Where "stone" appears in a line of the entries below, that line should be copied.
○ ○ ○ ○ ○
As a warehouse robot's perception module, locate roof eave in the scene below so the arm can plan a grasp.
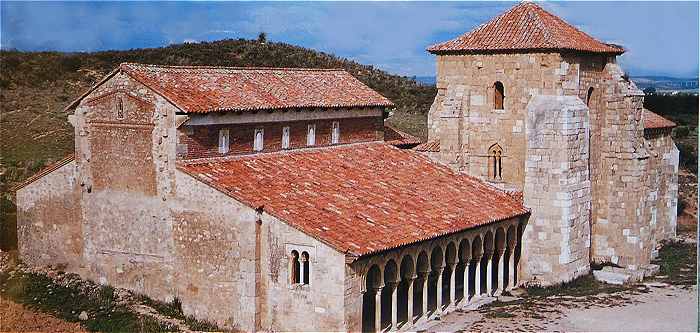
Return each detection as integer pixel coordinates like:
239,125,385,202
427,47,624,56
350,209,532,261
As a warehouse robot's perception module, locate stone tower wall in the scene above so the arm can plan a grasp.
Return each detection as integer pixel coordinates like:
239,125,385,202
522,95,591,285
429,53,565,189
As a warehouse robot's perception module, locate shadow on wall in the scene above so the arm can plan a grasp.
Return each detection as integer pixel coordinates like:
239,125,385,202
0,196,18,251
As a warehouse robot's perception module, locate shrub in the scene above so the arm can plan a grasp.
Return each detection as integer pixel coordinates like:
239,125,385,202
677,142,698,173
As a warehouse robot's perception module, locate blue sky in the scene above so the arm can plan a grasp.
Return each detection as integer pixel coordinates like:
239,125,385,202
1,1,698,77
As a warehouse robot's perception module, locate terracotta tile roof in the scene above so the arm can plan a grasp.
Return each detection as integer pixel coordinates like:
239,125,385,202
427,2,624,55
109,63,393,113
415,140,440,153
384,124,421,147
643,109,676,130
178,143,529,257
10,154,75,192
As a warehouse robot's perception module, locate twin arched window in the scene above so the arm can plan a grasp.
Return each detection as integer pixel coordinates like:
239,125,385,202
488,144,503,181
290,250,310,285
494,81,504,110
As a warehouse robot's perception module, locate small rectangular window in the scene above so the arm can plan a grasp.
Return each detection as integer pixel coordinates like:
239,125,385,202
307,124,316,146
282,126,290,149
218,129,230,154
331,121,340,144
254,128,264,152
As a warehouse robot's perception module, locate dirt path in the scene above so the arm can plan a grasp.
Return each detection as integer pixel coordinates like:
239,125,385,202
423,284,697,332
0,296,86,332
560,285,697,332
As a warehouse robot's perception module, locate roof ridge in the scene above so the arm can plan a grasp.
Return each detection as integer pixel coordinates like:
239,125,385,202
119,62,347,72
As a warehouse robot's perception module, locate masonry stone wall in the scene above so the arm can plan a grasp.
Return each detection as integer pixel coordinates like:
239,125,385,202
73,71,180,302
171,171,258,330
522,95,591,285
429,53,565,189
257,210,348,331
16,161,82,271
426,50,679,281
641,130,679,257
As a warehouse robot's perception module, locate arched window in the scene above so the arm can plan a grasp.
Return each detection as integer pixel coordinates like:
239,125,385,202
586,87,594,107
494,82,504,110
254,128,264,152
301,251,310,285
307,124,316,146
488,144,503,181
331,121,340,144
116,97,124,119
291,250,301,284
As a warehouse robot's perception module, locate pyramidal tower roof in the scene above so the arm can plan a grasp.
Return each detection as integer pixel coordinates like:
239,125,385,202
427,2,624,55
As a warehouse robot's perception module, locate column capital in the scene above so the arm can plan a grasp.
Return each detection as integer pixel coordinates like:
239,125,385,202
417,271,430,279
371,285,384,293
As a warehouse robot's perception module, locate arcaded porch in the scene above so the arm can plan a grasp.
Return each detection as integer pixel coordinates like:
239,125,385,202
356,217,524,332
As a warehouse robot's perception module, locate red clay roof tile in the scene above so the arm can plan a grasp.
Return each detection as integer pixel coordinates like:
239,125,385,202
118,63,394,113
178,143,529,257
415,140,440,153
643,109,676,130
384,124,421,147
428,2,624,55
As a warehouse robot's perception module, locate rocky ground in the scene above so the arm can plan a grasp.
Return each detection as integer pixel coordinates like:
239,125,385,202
0,295,86,332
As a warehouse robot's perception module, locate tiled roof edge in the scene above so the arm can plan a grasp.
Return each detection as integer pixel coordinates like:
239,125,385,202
10,154,76,192
355,209,531,259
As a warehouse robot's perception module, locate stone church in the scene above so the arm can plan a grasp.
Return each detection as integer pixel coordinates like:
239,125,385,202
13,2,677,332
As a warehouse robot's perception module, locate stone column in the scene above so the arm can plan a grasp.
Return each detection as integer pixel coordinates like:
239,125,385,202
406,276,416,329
497,249,505,295
473,257,481,298
436,267,444,314
374,286,383,333
300,255,308,284
463,261,471,304
485,251,493,296
448,263,457,307
507,248,516,290
418,272,429,321
388,282,398,331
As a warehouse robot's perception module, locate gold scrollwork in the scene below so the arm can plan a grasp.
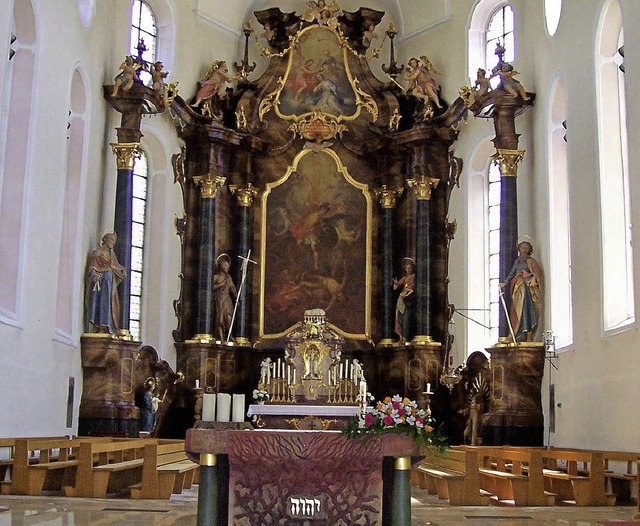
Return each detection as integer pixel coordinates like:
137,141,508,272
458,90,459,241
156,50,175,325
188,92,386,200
258,77,285,121
491,149,525,177
110,143,142,170
288,110,348,141
388,108,401,131
407,176,440,201
285,415,338,431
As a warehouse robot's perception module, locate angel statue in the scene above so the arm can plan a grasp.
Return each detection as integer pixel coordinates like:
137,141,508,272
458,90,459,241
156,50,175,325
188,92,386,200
405,56,442,110
191,60,238,117
490,63,530,101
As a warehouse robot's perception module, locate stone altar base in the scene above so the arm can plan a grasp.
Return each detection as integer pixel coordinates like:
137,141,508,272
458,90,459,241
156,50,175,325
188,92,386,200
482,343,545,446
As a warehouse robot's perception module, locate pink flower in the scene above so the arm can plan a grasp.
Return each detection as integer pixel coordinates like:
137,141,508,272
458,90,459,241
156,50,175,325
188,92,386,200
364,413,375,426
397,408,406,417
382,415,395,426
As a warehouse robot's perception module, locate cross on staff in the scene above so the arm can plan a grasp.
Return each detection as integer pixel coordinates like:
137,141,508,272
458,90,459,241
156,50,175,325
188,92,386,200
226,250,257,343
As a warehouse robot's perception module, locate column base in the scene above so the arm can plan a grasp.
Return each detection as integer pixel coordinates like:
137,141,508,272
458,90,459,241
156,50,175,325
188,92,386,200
411,335,441,346
188,334,215,343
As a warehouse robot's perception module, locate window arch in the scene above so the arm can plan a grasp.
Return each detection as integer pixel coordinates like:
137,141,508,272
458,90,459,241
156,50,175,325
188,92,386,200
466,138,499,351
547,74,573,349
130,0,157,85
468,0,514,82
0,0,37,324
544,0,562,37
55,69,89,342
596,0,634,332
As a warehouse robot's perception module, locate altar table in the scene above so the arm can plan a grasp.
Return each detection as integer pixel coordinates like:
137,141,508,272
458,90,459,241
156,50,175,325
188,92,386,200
186,428,423,526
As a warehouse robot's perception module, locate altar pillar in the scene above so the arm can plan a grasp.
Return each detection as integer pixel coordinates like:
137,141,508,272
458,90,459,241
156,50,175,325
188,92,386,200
491,101,526,342
197,453,219,526
229,183,258,345
192,171,226,340
407,175,440,344
110,142,143,335
374,186,402,344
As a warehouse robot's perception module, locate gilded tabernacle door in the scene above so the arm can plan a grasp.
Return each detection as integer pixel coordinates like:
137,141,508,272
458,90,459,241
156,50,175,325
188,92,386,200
260,148,371,339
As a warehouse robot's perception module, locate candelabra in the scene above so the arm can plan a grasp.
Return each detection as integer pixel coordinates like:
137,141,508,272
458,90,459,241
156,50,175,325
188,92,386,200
381,22,404,80
235,21,256,82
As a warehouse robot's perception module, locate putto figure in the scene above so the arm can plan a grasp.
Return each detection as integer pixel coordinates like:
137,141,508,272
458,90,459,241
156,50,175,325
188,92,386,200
111,56,141,96
191,60,238,116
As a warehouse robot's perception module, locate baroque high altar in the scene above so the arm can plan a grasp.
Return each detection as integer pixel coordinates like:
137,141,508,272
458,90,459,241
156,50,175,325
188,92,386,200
80,1,542,447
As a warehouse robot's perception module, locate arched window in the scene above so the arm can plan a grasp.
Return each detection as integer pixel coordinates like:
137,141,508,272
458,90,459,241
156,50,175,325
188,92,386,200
129,151,149,340
596,0,633,332
55,69,88,342
468,0,515,82
0,0,36,324
548,75,573,349
465,139,498,351
544,0,562,36
130,0,157,84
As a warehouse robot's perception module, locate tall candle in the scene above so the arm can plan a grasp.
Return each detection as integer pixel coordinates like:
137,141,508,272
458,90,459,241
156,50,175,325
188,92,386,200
277,358,281,378
339,363,344,379
195,379,200,389
202,393,216,422
232,394,246,423
292,369,296,385
426,382,431,394
217,393,231,422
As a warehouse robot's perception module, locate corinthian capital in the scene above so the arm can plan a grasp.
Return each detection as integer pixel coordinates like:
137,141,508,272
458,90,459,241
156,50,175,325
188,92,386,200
110,143,142,170
374,185,403,209
491,149,526,177
407,176,440,200
193,174,226,199
229,183,258,207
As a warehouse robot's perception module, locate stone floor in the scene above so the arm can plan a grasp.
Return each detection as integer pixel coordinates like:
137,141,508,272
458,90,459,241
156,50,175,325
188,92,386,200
0,486,638,525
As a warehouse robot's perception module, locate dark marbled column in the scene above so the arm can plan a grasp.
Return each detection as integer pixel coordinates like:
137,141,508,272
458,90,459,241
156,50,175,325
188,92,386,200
111,143,142,333
230,183,258,346
193,175,226,339
374,186,402,344
407,176,440,343
492,149,525,340
415,198,430,337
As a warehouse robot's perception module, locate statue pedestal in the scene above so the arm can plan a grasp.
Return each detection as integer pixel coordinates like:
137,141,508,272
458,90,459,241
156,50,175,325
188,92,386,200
78,335,140,437
482,343,545,446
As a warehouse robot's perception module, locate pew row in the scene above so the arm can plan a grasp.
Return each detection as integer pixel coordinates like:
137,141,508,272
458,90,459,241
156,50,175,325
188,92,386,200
130,441,198,499
63,439,150,498
413,448,490,505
○ ○ ○ ○ ○
Your solution:
As a warehouse robot's perception module, locate stone tower wall in the scene above so the arm can plan a grasp.
As a warehouse robot's perception module, locate masonry stone wall in the scene above so the arm can plan a grasp.
As a warehouse robot's perception module, locate stone church in the scene above so the arm can plan a grasp.
As a warehouse robot's perception module, locate stone column in the scene above so the arm can plan a grasp.
As a warehouse robot's perception module, locate stone altar base in the scene above so the arm can plan a grasp.
As a warehouse robot's perception module, locate stone floor in the scene above so the arm can plan a grasp.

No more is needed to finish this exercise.